> _Exercise_:
Write out exactly the lines below that run from the line containing "Query: man in orange jacket" through the last line of the records.

------------

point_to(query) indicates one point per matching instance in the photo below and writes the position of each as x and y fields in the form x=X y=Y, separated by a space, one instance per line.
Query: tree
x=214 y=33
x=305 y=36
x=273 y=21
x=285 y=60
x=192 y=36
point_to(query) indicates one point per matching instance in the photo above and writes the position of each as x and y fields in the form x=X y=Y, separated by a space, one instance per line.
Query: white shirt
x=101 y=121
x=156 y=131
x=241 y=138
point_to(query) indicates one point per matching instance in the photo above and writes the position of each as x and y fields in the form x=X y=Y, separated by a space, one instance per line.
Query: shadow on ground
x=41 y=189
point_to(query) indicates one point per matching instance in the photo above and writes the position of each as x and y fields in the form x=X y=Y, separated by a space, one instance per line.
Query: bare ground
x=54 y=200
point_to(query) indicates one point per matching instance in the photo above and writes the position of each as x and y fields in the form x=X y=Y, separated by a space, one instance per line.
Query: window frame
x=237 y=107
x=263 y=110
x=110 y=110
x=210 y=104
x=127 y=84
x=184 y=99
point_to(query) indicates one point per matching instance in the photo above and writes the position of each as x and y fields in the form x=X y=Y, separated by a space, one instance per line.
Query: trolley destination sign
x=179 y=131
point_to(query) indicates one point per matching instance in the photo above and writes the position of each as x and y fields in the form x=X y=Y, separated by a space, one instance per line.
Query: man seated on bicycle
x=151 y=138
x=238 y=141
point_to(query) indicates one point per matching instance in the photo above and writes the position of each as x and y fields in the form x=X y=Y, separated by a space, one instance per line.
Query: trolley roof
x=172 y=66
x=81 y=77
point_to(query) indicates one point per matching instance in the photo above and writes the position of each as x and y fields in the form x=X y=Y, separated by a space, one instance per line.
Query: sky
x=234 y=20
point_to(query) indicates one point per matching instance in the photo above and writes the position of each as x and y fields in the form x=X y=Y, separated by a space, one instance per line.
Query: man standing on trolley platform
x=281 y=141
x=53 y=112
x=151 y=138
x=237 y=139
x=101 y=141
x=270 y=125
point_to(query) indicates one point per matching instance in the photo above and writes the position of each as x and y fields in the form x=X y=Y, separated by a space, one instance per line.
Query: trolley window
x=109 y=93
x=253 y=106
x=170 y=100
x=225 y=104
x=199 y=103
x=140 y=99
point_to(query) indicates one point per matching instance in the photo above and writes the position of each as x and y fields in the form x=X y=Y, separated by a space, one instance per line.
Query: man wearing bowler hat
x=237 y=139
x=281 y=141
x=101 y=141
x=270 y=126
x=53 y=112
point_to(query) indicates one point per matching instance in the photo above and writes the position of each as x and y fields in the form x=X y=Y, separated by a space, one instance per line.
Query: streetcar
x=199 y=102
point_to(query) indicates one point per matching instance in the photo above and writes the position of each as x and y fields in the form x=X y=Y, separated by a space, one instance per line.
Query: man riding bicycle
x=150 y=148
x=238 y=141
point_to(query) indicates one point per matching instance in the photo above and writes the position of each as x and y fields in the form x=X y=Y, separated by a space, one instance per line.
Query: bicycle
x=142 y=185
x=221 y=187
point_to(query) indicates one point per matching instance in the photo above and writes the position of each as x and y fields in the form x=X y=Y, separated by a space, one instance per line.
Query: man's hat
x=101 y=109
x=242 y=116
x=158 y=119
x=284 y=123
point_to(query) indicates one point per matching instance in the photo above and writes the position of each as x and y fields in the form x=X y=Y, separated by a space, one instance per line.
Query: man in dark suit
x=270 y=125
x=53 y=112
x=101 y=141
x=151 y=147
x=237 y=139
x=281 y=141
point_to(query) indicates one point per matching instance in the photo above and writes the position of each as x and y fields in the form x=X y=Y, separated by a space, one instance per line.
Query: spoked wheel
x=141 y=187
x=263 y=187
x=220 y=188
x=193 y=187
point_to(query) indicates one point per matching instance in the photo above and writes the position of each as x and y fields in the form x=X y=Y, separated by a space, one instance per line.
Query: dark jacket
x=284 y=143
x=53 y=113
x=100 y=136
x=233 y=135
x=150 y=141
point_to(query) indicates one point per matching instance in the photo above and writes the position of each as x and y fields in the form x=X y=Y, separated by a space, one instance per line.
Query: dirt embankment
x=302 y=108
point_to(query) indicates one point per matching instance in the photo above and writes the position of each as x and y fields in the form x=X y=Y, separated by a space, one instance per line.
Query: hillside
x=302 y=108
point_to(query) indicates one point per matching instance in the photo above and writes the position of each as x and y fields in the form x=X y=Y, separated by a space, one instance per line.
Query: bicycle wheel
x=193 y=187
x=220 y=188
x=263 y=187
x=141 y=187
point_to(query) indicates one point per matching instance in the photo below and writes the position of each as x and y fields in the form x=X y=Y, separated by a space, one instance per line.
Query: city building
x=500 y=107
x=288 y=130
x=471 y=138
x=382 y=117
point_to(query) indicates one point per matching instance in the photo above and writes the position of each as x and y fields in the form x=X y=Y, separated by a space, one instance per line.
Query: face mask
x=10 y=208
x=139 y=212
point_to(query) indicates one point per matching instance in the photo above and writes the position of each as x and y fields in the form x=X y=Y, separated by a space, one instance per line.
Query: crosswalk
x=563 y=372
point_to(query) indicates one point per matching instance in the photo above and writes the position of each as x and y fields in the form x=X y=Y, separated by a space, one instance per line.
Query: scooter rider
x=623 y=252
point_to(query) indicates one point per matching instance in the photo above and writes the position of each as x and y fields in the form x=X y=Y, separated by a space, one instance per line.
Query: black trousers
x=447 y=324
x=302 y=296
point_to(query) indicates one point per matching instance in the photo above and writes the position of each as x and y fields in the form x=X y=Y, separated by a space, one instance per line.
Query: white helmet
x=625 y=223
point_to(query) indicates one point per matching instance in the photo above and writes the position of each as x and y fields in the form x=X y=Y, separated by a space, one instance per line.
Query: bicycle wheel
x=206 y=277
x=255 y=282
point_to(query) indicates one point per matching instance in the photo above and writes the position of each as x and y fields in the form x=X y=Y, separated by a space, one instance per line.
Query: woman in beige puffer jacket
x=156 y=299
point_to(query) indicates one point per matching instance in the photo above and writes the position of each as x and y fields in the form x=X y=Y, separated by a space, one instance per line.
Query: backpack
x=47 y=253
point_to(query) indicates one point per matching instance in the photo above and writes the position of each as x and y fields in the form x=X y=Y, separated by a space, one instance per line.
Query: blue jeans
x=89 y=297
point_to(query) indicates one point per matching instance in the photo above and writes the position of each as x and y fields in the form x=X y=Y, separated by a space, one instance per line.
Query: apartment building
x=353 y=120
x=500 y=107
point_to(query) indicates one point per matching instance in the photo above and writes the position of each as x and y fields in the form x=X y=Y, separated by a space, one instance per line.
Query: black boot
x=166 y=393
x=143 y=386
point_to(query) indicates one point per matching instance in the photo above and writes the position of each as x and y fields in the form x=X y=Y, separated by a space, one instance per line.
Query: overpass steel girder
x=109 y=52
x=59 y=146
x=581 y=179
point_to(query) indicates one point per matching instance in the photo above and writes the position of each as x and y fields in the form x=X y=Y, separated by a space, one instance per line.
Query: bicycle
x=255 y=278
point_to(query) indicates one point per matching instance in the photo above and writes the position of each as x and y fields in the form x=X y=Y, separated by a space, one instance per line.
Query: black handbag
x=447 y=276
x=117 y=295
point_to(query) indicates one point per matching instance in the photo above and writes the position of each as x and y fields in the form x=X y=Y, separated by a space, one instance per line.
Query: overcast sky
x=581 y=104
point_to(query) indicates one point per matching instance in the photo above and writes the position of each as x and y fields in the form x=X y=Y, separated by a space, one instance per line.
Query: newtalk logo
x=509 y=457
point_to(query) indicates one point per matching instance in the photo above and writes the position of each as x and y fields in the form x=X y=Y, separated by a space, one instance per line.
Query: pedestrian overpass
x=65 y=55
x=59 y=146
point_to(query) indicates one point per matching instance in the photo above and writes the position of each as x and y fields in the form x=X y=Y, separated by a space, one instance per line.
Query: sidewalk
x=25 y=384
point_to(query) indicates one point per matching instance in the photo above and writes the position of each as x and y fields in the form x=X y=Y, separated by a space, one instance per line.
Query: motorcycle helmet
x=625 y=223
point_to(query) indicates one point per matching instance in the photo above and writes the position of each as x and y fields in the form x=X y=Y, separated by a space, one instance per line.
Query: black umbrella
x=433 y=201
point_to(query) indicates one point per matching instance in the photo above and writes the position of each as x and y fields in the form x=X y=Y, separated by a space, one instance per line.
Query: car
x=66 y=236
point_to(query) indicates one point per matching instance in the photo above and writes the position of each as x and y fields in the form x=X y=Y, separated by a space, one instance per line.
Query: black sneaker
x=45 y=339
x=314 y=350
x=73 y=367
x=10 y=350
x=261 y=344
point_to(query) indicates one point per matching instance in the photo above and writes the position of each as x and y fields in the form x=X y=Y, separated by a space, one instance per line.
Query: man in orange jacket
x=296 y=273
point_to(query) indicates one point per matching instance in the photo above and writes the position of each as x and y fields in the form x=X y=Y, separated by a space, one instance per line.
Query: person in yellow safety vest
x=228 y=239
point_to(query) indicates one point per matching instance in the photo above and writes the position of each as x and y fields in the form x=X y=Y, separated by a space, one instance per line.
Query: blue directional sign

------------

> _Solved problem_:
Query: man in orange jacket
x=296 y=273
point_to(query) indicates one point per matching instance in the photo above and writes the position of each as x and y fields in the form x=X y=Y, separated by a space, one instance per line.
Query: person in yellow safety vest
x=228 y=239
point_to(query) indicates one point per matching instance in the photo above and writes the position of each as x and y fields in the form x=X y=Y, separated by a space, one instance per line.
Query: blue directional sign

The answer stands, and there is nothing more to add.